***** Article *****

The big cap Dow 30 (INDU), S&P 100 (OEX) and Nas 100 (NDX) indexes may have only paused in their uptrends, versus the broader S&P and Nasdaq indices that have looked more 'toppy'. To add to a mixed picture, the small cap Russell 2000 (RUT) could have found a bottom after retracing a Fibonacci 62 per cent of it previous advance and then rebounding. RUT also has a history of bottoms when its 13-day Relative Strength Index (RSI) falls to the 35 area which is what you'll see on that chart at bottom.

I've been suggesting exiting bullish positions as further upside potential has looked to me about equal to downside risk (of a pullback) in the S&P 500 (SPX) and Nasdaq Composite (COMP). I make such recommendations given risk-to-reward looking about equal (and not a good NEW trade bet) and also based on how prolonged the move has been up until the point where many stocks stopped sailing and started bailing.

I haven't said that a bearish outlook and strategies are warranted, especially in the INDU, OEX and NDX. These look like they could break out to the upside, having previously gone to new highs for the move and, in the case of OEX, successfully re-tested its up trendline. I redrew NDX's up trendline this week to a slightly lower slope which 'redefines' it somewhat, as will be seen on its chart. INDU didn't retreat even to its up trendline, given sizable advances in IBM, INTC, MSFT and moderate strength in bank/broker stocks GS and JPM, as well as with healthcare stock UNH.

The Dow might have even stronger bullish prospects if the current advance broadened out with MORE of the 30 Dow stocks continuing to move higher. Keep in mind with the Dow also that it is a price average and not capitalization weighted. Any company in the Dow with big price gains will move INDU more than might be the case in the cap-weighted S&P 100 Index for example.

IF 'decisive' upside breakouts occur in the big cap indexes and these continue higher is should pull up the broader SPX and COMP. I consider a decisive upside chart 'breakout' to be initially suggested by TWO consecutive days at new Closing highs, which hasn't happened yet.

*****

Given instruction a: Retype the part of the market commentary that opens with the words containing "The Dow might" and closes with "hasn't happened yet.".

***** Dataset excerpts *****

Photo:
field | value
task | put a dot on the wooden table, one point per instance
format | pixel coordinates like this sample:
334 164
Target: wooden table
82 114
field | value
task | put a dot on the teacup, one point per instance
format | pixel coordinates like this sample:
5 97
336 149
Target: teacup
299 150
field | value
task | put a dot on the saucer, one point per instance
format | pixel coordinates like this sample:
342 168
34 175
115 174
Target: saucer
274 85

*****
***** Dataset excerpts *****

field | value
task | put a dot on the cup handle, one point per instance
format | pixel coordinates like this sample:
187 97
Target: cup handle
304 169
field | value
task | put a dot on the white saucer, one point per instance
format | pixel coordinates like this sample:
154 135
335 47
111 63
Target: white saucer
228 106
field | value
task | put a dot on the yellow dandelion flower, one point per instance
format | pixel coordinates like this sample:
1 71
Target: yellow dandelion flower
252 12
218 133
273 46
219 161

*****
***** Dataset excerpts *****

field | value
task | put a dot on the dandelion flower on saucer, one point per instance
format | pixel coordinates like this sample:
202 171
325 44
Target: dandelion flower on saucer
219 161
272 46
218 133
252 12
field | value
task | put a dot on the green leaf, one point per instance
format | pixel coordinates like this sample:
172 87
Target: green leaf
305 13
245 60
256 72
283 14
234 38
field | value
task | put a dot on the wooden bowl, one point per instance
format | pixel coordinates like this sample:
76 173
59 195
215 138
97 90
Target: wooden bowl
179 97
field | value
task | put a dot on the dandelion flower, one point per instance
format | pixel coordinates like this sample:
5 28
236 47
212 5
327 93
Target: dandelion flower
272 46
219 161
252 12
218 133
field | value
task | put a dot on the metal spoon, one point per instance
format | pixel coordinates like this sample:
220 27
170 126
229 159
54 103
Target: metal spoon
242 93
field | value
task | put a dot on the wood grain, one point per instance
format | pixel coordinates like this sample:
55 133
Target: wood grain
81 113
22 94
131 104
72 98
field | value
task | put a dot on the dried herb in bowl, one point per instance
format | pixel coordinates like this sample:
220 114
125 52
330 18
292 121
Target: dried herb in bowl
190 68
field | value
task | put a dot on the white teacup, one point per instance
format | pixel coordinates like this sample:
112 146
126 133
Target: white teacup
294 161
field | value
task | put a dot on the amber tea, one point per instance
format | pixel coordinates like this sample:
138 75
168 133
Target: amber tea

*****

Given instruction b: Find every line of the records that holds the string "handle", matching case exactly, and copy each such line.

Task solution a:
The Dow might have even stronger bullish prospects if the current advance broadened out with MORE of the 30 Dow stocks continuing to move higher. Keep in mind with the Dow also that it is a price average and not capitalization weighted. Any company in the Dow with big price gains will move INDU more than might be the case in the cap-weighted S&P 100 Index for example.

IF 'decisive' upside breakouts occur in the big cap indexes and these continue higher is should pull up the broader SPX and COMP. I consider a decisive upside chart 'breakout' to be initially suggested by TWO consecutive days at new Closing highs, which hasn't happened yet.

Task solution b:
task | put a dot on the cup handle, one point per instance
Target: cup handle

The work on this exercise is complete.